***** Texte source *****
Selon la théorie classique, le premier peuplement de l'Amérique aurait été le fait de Mongoloïdes (peut-être des Eskimos) qui auraient traversé à pieds secs le détroit de Behring il y a 12000 ans, donnant naissance à la culture de Clovis. On pensait depuis 2007 que cette culture disparut brusquement, suite à l'impact catastrophique d'une comète qui aurait entraîné un fort refroidissement climatique, ainsi que la disparition de la faune locale, notamment les mammouths. Mais cette opinion vient d'être battue en brèche par deux anthropologues, David Meltzer de la Southern Methodist University, et Vance Holliday, de l'Université d'Arizona, qui estiment que rien dans les données archéologiques dont on dispose ne permet de confirmer cette hypothèse. Une équipe internationale comprenant des chercheurs brésiliens, chiliens et allemands a par ailleurs comparé les squelettes de plusieurs dizaines de Paléoaméricains avec les restes de 300 Amérindiens «modernes». Les résultats montrent que les premières cultures américaines sont probablement le résultat de deux migrations distinctes, l’une et l'autre venues d'Asie par le détroit de Behring, et non pas d'une seule. Les différences observées dans la morphologie crânienne, en particulier, démentent l'idée que les Indiens d'Amérique actuels descendent d'une même population.
D'autres recherches, effectuées ces dernières années par les archéologues James M. Adovasio, Dermis Stanford et Bruce Bradley, donnent à penser que des populations européennes sont arrivées dans le Nord-Est de l'Amérique il y a 19 000 ans, soit avant même l'apparition de la culture de Clovis. Des pointes de flèche et des lames de silex à deux faces retrouvées près de Pittsburgh, en Pennsylvanie, ainsi que sur le site de Cactus Hill, en Virginie, sont en effet typiques de l'industrie solutréenne qui s'est développée, sur le territoire de la France et de l'Espagne actuelles, entre 21 000 et 17 000 ans av. notre ère (cette industrie ayant été remplacée, vers -15000 ans, par l'industrie magdalénienne). Les Solutréens auraient traversé l'Atlantique, à partir du golfe de Biscaye, en utilisant des techniques assez semblables à celles des Eskimos.
***** Données fournies *****
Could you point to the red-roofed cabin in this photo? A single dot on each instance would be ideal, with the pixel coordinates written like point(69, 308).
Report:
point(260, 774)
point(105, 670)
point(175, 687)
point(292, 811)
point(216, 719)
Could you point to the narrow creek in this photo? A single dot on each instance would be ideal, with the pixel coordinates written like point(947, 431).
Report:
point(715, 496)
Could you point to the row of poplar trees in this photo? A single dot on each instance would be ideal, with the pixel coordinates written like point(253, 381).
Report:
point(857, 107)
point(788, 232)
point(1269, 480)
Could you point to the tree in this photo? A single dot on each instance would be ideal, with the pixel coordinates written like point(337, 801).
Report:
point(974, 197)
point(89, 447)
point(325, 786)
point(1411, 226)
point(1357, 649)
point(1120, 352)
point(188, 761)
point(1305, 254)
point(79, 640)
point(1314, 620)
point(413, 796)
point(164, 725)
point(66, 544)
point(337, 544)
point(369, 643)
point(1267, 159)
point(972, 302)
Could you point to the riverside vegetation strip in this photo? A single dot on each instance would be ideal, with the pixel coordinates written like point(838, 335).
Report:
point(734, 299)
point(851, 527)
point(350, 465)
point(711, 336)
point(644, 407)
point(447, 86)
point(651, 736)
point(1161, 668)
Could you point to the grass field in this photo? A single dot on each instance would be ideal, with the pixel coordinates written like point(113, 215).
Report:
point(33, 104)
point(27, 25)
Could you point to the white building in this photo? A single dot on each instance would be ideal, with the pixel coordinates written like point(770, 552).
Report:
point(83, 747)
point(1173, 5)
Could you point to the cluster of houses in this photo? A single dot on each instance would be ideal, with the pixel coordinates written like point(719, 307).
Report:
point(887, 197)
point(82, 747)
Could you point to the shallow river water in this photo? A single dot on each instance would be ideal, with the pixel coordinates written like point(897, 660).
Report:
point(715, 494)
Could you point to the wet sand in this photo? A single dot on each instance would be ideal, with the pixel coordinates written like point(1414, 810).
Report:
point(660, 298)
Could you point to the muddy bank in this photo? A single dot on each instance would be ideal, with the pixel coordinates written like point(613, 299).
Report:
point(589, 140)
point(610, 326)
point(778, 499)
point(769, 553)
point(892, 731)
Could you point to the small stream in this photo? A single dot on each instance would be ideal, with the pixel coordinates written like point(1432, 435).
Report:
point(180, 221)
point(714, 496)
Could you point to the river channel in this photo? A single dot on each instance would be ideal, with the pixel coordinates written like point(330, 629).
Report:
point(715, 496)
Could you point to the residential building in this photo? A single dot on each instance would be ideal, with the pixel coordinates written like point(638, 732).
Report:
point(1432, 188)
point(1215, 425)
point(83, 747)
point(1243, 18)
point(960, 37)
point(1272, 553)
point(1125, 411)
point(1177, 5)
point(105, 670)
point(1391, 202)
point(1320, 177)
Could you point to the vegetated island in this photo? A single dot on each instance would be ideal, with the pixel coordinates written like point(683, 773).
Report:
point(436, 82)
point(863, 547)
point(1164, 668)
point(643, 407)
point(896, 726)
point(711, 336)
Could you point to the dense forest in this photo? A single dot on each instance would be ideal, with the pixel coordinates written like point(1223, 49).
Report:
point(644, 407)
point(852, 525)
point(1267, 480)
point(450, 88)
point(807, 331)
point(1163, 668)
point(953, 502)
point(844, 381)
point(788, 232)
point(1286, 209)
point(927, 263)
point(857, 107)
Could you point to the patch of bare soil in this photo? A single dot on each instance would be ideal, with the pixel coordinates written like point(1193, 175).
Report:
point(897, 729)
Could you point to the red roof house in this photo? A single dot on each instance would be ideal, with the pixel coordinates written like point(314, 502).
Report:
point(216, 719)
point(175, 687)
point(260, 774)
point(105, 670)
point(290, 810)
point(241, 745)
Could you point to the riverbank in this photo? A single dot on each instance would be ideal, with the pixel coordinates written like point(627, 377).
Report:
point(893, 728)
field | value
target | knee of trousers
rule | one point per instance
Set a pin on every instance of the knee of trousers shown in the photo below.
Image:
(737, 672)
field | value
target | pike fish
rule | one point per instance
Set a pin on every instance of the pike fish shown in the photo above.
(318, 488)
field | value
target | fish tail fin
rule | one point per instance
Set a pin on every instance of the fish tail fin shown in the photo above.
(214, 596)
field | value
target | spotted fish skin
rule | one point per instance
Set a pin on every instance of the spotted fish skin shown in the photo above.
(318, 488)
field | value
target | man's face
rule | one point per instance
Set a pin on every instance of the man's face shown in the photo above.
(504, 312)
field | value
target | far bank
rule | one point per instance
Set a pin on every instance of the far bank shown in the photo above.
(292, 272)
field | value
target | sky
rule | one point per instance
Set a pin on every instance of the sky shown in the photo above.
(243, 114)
*****
### Travail demandé
(1) Recopiez le passage du texte sur le peuplement de l'Amérique qui commence par les mots contenant « D'autres recherches, effectuées » et se termine par « celles des Eskimos. ».
(2) Dressez la liste de toutes les personnes nommées dans le texte sur le peuplement de l'Amérique.
(3) D'après le texte sur le peuplement de l'Amérique, à partir d'où les Solutréens auraient-ils traversé l'Atlantique ?

### Corrigé des activités
(1)
D'autres recherches, effectuées ces dernières années par les archéologues James M. Adovasio, Dermis Stanford et Bruce Bradley, donnent à penser que des populations européennes sont arrivées dans le Nord-Est de l'Amérique il y a 19 000 ans, soit avant même l'apparition de la culture de Clovis. Des pointes de flèche et des lames de silex à deux faces retrouvées près de Pittsburgh, en Pennsylvanie, ainsi que sur le site de Cactus Hill, en Virginie, sont en effet typiques de l'industrie solutréenne qui s'est développée, sur le territoire de la France et de l'Espagne actuelles, entre 21 000 et 17 000 ans av. notre ère (cette industrie ayant été remplacée, vers -15000 ans, par l'industrie magdalénienne). Les Solutréens auraient traversé l'Atlantique, à partir du golfe de Biscaye, en utilisant des techniques assez semblables à celles des Eskimos.

(2) David Meltzer, Vance Holliday, James M. Adovasio, Dermis Stanford, Bruce Bradley

(3) À partir du golfe de Biscaye.